Things to do ::
**a)** Update the stretch of the book club review from "Her father is" through "understate her childhood.", putting "troubled" in place of "dysfunctional".
**b)** According to the book club review, what is the official term for face blindness?

Passage for review ::
>>
St. Timothy’s Books, Brew
and Banter book club has just finished reading a fascinating book by Heather Sellers entitled You
Don’t Look Like Anyone I Know. The
story is a memoir and concentrates on this author’s coming to an understanding
of a condition she has known as “face blindness.” The official term for this condition is
prosopagnosia; what it means is that she is unable to put together any memories
of people’s faces. Yes, she sees their
eyes, noses, mouths (that’s vision), but cannot put them together in memorable
forms (perception). She recognizes some
people by hairstyle, the way they carry themselves or walk, the style of dress
they usually wear. But others – even her
own husband – she frequently does not recognize.
What makes the book
fascinating is that she does not really understand that she has this condition
until she is in her late 30’s, when she is also coming to grips with the fact
that her mother is a paranoid schizophrenic.
Her father is an alcoholic who has significant problems of his own. To say that this woman comes from a dysfunctional
background is to understate her childhood.
Written in a style where the
author moves back and forth between the present and the past, we see Ms.
<<
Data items
>>
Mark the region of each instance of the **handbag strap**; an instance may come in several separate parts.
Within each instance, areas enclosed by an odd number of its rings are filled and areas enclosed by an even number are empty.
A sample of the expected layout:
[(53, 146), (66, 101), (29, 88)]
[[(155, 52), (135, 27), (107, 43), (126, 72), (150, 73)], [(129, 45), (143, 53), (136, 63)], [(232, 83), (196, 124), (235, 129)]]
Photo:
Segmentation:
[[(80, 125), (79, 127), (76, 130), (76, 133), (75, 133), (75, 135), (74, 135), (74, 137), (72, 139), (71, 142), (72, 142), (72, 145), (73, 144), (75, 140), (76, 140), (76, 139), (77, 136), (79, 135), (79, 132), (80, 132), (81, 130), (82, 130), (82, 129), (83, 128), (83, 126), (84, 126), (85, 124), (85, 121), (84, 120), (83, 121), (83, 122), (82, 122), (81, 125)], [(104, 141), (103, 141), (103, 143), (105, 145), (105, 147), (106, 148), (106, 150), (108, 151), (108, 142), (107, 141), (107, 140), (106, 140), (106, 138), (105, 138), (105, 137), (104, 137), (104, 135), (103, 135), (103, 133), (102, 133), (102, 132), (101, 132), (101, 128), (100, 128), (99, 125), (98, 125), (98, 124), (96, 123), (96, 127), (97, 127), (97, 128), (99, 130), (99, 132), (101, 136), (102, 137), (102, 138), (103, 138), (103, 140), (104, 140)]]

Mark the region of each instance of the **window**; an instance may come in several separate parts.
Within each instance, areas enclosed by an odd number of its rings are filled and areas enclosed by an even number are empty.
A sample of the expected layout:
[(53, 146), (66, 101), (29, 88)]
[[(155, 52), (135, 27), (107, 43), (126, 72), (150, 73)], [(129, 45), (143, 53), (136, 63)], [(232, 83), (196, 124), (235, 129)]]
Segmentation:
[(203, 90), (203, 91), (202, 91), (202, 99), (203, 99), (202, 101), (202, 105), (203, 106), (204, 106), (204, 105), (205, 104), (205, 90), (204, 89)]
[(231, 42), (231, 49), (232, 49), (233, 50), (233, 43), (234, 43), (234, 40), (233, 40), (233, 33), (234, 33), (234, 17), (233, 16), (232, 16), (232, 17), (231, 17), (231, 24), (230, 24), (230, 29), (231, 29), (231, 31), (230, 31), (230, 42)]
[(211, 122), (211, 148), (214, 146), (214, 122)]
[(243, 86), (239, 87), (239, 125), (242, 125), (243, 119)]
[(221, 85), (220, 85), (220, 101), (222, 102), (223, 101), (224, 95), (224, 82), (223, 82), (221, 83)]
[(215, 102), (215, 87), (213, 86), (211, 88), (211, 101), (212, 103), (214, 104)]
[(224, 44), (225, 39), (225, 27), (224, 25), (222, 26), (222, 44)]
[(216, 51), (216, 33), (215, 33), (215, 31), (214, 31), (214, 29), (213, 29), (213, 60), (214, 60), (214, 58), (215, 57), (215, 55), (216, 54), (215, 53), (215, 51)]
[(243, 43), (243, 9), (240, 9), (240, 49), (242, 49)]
<<
Results by task ::
**a)**
Her father is an alcoholic who has significant problems of his own. To say that this woman comes from a troubled
background is to understate her childhood.

**b)** Prosopagnosia.